(Location identification entries)
_ _ _ _

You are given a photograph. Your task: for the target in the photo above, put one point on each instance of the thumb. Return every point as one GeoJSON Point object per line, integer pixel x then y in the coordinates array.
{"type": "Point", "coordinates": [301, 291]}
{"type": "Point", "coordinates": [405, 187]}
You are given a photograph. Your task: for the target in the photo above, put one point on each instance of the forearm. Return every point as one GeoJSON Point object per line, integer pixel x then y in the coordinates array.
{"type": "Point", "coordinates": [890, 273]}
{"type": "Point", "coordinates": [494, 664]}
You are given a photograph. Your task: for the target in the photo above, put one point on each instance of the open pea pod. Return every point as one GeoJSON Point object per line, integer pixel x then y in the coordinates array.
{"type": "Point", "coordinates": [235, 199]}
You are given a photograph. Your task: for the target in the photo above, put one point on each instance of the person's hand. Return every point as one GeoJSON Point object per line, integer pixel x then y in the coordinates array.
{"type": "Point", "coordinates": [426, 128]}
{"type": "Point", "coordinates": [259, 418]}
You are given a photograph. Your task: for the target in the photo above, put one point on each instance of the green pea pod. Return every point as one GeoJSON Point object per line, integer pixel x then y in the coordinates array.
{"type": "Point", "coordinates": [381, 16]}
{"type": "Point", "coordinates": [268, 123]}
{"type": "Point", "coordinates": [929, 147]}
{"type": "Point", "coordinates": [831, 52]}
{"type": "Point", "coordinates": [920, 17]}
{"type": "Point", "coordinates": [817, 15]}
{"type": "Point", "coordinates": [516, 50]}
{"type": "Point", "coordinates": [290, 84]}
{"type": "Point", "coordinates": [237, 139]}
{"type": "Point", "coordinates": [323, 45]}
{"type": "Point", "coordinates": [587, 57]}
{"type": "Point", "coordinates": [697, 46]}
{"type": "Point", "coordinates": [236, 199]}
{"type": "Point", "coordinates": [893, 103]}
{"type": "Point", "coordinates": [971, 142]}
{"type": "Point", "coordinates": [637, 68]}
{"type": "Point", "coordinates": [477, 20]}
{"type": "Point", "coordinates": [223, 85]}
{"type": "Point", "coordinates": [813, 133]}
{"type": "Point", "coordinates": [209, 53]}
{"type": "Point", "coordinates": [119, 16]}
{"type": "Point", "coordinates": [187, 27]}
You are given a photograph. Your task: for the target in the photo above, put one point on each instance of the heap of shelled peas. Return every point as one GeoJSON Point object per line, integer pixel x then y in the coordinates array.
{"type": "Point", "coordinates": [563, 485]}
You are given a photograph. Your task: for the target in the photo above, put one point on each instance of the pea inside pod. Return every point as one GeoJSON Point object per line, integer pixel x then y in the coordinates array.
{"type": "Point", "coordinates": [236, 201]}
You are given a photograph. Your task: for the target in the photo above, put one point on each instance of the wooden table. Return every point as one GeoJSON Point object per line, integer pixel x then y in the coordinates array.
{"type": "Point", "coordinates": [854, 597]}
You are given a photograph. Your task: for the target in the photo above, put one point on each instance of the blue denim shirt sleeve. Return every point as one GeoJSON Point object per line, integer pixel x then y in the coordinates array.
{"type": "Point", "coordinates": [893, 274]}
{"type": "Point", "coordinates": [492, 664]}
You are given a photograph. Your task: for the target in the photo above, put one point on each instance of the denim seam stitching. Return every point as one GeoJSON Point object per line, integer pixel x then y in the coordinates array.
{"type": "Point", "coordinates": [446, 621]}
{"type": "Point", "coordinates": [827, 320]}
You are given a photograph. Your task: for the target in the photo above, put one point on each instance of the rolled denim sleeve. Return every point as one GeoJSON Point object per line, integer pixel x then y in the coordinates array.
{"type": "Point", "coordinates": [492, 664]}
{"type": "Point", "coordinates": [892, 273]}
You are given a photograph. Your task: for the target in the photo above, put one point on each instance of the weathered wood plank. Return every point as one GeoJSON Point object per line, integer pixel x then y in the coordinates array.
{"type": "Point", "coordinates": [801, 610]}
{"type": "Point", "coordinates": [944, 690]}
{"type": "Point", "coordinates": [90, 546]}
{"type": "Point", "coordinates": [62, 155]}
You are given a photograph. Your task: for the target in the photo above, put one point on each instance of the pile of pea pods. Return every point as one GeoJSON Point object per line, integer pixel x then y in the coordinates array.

_ _ _ _

Goal:
Rewrite the entries starting at the line that contains "of the weathered" and ending at the last line of the entries, changing "integer pixel" to "whole-number pixel" and keeping everything else the same. Give only those lines.

Written response:
You are given a photograph. Your task: for the target in the photo above, put one point on each instance of the weathered wood plank. Return every point as one GeoJSON Point object per line, whole-number pixel x then y in the coordinates array.
{"type": "Point", "coordinates": [801, 610]}
{"type": "Point", "coordinates": [944, 690]}
{"type": "Point", "coordinates": [90, 546]}
{"type": "Point", "coordinates": [62, 155]}
You are given a photograph. Your task: for the target in the photo above, put one point on each instance of the pile of pea pods. Return every point as one GeoJSON Point object per line, whole-number pixel x then y in the coordinates array.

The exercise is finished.